— Worum es geht —
Schreib aus den Datensätzen unten die Zeilen Wort für Wort ab, beginnend mit der Zeile, die "Can you find the green stem?" enthält, und endend mit der Zeile, die "277], [281, 270]]" enthält. Beide Zeilen gehören dazu.
#### Vorliegende Daten ####
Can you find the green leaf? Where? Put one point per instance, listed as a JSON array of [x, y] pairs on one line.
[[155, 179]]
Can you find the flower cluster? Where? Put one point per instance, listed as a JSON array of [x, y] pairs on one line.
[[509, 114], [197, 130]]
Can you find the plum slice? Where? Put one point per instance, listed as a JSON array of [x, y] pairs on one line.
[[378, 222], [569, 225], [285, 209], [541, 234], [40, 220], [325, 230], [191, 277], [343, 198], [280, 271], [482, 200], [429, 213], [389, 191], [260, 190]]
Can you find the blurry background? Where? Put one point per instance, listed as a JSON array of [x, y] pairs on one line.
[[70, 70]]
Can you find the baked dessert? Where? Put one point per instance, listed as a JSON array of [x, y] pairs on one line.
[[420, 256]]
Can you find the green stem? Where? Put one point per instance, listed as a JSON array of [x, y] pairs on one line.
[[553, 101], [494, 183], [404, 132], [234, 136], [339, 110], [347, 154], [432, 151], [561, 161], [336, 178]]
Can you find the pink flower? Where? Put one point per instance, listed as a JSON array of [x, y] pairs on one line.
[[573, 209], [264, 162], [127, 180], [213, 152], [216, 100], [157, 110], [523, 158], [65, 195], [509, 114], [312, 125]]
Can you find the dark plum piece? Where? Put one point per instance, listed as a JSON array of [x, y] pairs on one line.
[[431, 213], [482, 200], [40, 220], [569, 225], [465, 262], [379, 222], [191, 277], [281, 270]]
####
#### Vorliegende Daten ####
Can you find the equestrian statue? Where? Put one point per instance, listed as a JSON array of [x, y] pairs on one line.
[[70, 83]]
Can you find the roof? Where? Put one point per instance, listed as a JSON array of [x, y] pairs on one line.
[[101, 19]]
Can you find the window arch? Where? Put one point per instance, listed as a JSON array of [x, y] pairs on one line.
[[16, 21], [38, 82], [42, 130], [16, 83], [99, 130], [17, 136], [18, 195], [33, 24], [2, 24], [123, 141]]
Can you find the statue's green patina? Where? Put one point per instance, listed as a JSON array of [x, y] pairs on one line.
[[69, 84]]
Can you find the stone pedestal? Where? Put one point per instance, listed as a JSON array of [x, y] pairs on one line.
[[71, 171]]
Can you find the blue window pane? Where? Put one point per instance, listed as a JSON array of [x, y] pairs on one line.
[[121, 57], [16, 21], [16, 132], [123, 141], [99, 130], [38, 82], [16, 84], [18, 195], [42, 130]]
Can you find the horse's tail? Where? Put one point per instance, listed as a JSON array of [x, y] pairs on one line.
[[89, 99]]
####
— Lösung —
Can you find the green stem? Where? Put one point per instance, listed as a JSON array of [x, y] pairs on one line.
[[553, 101], [494, 183], [404, 132], [234, 136], [339, 110], [347, 154], [432, 151], [561, 161], [336, 178]]
Can you find the pink flower? Where? Put one point per instance, listed as a JSON array of [x, y] pairs on one line.
[[573, 209], [264, 162], [127, 180], [213, 152], [216, 100], [157, 110], [523, 158], [65, 195], [509, 114], [312, 125]]
Can you find the dark plum piece? Where? Put one point per instance, listed as a JSON array of [x, y] pairs on one line.
[[431, 213], [482, 200], [40, 220], [569, 225], [465, 262], [379, 222], [191, 277], [281, 270]]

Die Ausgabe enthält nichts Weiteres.